### 課題 A
本文について、次の問いに答えてください。
(i) 筆者が過去に写真スタジオで務めていた役職は何か。
(ii) 読み終えて筆者が店長時代の信条を思い出した本は、誰のなんという作品か。
(iii) 両親がいなくなった少女が引き取られた先はどこか。

突然だけど、私は過去に写真スタジオで店長をしていた。店長の仕事は、充実感もあったけれど、何よりバイトの人たちとの関係性や距離感が大変で、いつも頭を悩ませていた。

「〇〇さんがやりにくいって言ってました」

「〇〇さんが辞めたいらしいですよ」

などの繰り返しで疲弊していた私は、バイトの人に嫌われたくない、うまくやりたい、その一心で、いろんなことを真に受けていた。

でも、大体のことにおいて、第三者の言うことと、本人から聞くことは違う。何かしらのフィルターがかかっていたり、第三者の主観が入っていたりして、少しねじまがって伝わる。

いろんな意見を聞いて、本人に確認して…のプロセスさえも面倒になった私は、ある信条を自分に掲げることにした。

「本人から聞いていない言葉はすべて嘘」

「本人から聞いていないことは私の中で何もないことと同じ」

ということだ。逆に、本人が嘘をついていたのなら、その嘘を信じきることにもなるので、リスクはある。そしてそれが嘘だとわかったとき、本当に、こんな感情が自分の中にあるのかというくらい腹が立った。それがどんなに些細な嘘でも。

この信条を徹底して守るようになってから、頑固な人だとか、空気を読めない人だとか、いろいろ思われたかもしれないけれど、やっぱりとても気持ちが楽になった。

凪良ゆうさんの『流浪の月』。

読みきったあと、すぐに私は店長時代に掲げていた自分の信条のことを思い出した。

本当のことは、第三者の目を通すことによってさまざまなフィルターがかかる。世間的に、自分的に、都合の良い解釈をされるものでもある。

物語は、ある一人の少女の幸せな家族との生活から始まる。その子の家はいわゆる"常識はずれ"だった。それでも、彼女にとってそれは"常識"だった。両親がいなくなってしまった彼女は、叔母の家に引き取られる。そこでの暮らしは、"常識"的な暮らしだったが、彼女の"常識"からは外れていた。
そこに順応しようとした彼女は、ある秘密を抱えて生きていた。どうしようもない気持ちになったある日、ひとりの青年に声をかけられ、彼の家に招かれる。

少し重いテーマだけど、文章がさらりとしているのですらすら読めるし、重たい印象はあまり受けない。凪良ゆうさんの本は初めて読むけど、男性の描写が本当に素敵だった。顔、姿、かたちの表現から、頭の中に「佐伯文」の存在がとてもリアルに想像できた。

人の価値観と、自分の価値観、人の常識と自分の常識は違う。

物語に出てくる主人公を取り巻く登場人物は、何も意地悪をしようと思っているわけではない。主人公を心配する気持ちや、保護する気持ちからの行動で、私ももしかしたら同じような行動をしてしまうかもしれない。登場人物でいったら、やはり主人公のアルバイト先の店長の行動が近いかもしれない。

奥に抱えている問題が、重たければ重たいほど、周りの人間は慎重になる。「話したくないなら言わなくていい」、そんな優しさを掲げて話を聞くし、自分の中の常識で物事を処理しようとしてしまう。

ふたりの物語を読んで、今一度、自分の中にあった信条を思い出した。

今の時代、インターネットやSNSが発達しすぎていて、匿名を振りかざして言葉の暴力を振るう人が多い。それは誰から聞いたの?本人が言っていたの?そうやって問いたくなる投稿が多い。最近で一番思ったのは、東出昌大さんと杏さんの問題。杏さんの気持ちを代弁しているようなツイートをものすごく見かけたけど、それは本当に杏さんの気持ちなのだろうか。杏さんの気持ちは杏さんのものだ。

「本人が言うことがすべて正しい」と信じ切ることも難しい世の中にはなっているけど、やっぱり私は、きちんと本人の声を聞いてから判断したい。本人のことは本人にしかわからないし、当事者同士にしかわからない。

たくさんの愛の形がある。物語のふたりの幸せを願わずにはいられなかった。読んでよかった。

### 課題 B
下の行のうち、「Would you mind pinning the man's face」を含む行から「(1165, 844)」を含む行までを、「Coordinates」を「Points」に入れ替えて書き出してください。それ以外はすべてそのままにしてください。

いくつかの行
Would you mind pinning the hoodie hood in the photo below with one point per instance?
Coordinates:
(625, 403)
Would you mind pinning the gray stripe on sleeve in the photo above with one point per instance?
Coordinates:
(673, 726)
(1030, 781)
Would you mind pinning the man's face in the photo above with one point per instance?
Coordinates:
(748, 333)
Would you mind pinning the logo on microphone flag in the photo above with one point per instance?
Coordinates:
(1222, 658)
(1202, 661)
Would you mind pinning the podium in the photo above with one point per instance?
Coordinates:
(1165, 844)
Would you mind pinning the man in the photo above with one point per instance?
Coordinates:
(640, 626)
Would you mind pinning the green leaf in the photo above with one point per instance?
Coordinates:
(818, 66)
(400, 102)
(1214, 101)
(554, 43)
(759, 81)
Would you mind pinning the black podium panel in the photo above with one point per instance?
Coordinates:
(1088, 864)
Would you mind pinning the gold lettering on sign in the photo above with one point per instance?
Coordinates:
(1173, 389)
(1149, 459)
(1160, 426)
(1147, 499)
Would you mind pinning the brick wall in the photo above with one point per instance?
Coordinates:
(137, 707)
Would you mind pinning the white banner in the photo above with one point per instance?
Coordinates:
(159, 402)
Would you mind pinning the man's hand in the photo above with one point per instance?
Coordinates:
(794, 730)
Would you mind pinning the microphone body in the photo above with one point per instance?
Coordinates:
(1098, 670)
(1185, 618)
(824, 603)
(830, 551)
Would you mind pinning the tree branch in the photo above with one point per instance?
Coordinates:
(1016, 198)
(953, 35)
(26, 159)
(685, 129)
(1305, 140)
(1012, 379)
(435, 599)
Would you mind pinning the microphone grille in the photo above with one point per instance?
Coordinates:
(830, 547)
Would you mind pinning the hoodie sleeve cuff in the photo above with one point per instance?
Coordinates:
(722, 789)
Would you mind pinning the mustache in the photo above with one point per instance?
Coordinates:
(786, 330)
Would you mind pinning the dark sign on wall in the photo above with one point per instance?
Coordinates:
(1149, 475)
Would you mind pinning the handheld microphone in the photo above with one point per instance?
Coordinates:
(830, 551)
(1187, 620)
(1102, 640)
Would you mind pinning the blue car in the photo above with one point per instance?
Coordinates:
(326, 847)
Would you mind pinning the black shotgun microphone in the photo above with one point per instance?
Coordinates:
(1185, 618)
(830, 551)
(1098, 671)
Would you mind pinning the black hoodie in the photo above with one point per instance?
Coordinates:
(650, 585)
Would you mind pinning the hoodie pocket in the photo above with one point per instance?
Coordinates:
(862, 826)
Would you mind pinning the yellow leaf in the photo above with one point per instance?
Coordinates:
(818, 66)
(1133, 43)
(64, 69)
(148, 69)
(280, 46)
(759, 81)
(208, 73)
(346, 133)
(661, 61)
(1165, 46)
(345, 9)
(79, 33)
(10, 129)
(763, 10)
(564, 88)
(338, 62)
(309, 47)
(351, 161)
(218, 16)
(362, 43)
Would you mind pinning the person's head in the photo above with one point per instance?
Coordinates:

### 解答 A
(i) 店長
(ii) 凪良ゆうさんの『流浪の月』
(iii) 叔母の家

### 解答 B
Would you mind pinning the man's face in the photo above with one point per instance?
Points:
(748, 333)
Would you mind pinning the logo on microphone flag in the photo above with one point per instance?
Points:
(1222, 658)
(1202, 661)
Would you mind pinning the podium in the photo above with one point per instance?
Points:
(1165, 844)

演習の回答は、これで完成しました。